* _ACTIVITY_
Continue the article about the DePuy ASR hip implant lawsuits, picking up right after its final sentence.

* _DOCUMENT EXTRACT_
All civil lawsuits come down to one thing— money. Sure, there will always be people who claim that they have filed their lawsuit out of a a sense of social responsibility and a genuine desire to help mankind, but injury cases– and medical device cases in particular– are really about getting financial compensation for an injury.
As soon as the DePuy ASR hip prosthesis was pulled from the market in August, 2010, a stream of people with these defective metal hip implants filed lawsuits against the manufacturer alleging amongst several things that the device resulted in pain, disability which may had resulted in the need for additional medical care or perhaps prevented a person from going about their employment.
Status of the current lawsuits
Presently, there are approximately 10,000 individual lawsuits that have been filed against DePuy. Most of these cases have been consolidated in a Multi-District Litigation group in Ohio or California where the cases are consolidated for purposes of discovery, yet will be tried individually. After two years of intensive litigation and fact gather related to both the specific damages that each plaintiff is alleging (as well as the release of information about the devices from DePuy) several bellwether cases have been set for trial.
The theory behind the bellwether system is that by trying different cases with specific demographics a value can be more easily assigned to people within a particular demographic– and hence the cases could theoretically be resolved more expeditiously.
Is a settlement of the pending DePuy ASR cases imminent?
As a handful of DePuy lawsuits get ready for trail, a recent Bloomberg report suggests that DePuy’s parent company, Johnson & Johnson may be making an attempt to resolve these cases before trial. Some have suggested that Johnson & Johnson is looking to resolve these cases in the neighborhood of $2 Billion. Sure $2,000,000,000.00 is an enormous amount of money! Buy when this figure is broken down on an individual basis– this translates into lass than $200,000 per for each plaintiff– a large sum, but is it really enough to fairly compensate these people?

Dataset entries:
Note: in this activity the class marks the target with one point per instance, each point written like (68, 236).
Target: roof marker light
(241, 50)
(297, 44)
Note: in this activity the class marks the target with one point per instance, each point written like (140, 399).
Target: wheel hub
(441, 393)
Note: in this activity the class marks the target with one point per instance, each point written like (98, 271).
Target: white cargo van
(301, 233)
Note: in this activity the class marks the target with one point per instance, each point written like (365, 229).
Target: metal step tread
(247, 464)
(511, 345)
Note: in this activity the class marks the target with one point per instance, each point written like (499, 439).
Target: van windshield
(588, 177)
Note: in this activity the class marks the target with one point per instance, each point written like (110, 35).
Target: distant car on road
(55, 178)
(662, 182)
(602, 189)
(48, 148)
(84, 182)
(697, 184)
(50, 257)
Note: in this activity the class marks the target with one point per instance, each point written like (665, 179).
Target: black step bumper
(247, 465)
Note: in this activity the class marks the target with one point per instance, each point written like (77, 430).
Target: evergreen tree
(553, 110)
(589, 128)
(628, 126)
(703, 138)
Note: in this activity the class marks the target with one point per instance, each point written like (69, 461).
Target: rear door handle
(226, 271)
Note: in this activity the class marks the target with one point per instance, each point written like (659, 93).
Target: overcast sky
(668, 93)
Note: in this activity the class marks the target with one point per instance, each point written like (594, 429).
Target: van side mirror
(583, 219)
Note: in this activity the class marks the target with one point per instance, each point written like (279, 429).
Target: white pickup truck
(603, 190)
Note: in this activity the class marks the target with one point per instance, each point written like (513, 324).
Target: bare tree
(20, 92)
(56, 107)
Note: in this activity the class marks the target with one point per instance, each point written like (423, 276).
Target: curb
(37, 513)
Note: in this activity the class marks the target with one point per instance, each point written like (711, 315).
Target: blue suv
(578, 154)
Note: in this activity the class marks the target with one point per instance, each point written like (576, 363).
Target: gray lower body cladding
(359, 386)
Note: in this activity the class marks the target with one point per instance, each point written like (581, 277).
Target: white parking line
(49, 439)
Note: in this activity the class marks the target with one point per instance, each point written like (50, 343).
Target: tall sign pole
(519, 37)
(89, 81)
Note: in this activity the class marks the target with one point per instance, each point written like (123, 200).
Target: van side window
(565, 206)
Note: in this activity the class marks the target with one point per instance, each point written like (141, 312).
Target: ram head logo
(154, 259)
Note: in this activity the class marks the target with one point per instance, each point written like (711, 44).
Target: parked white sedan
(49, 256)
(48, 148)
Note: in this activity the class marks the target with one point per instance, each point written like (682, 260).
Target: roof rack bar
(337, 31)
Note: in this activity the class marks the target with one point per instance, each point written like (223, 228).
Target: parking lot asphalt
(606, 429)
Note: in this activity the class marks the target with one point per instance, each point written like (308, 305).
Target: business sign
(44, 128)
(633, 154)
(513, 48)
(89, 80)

* _ANSWER SPACE_
Because there is a very diverse group of plaintiffs– some with more extensive medical treatment than others as well as a disparity amongst their ages, there surely would be some type of ‘merit based’ system implemented to allocate the amount of each person’s settlement.
$200k per plaintiff is a cheap way out
In medical device cases, like all personal injury cases, an injured party is awarded damages based upon two components: economic and non-economic damages. Economic damages would likely consist of:
- Past an future medical and surgical costs– for example: a revisionary surgery if necessary or blood monitoring for a patient with elevated heavy metal levels
- Medical equipment- such as orthopedic equipment and supplies
- Nursing care
- Physical therapy
- Time lost from work (if working)
Given the tangible nature of these ‘real’ expenses, economic damages are usually easier to calculate than damages for intangible, ‘non-economic’ damages for losses such as pain and suffering or disability relating to their defective hip and when they endured following a revisionary procedure.
Considering that the DePuy ASR was heavily promoted to ‘younger’ patients, the amount of hard economic losses could dwarf such a settlement proposal under the present scheme when expenses are computed throughout the person’s entire life. Theoretically, a 50-year-old person who was left disabled following a DePuy revision could have out-of-pocket expenses exceeding $1,000,000.00 after a wage loss and medical expense is calculated over the course of their lifetime. For more information about, the pain and expense related to hip revision surgery, take a look at this article here.
Where will these hip recall cases end up?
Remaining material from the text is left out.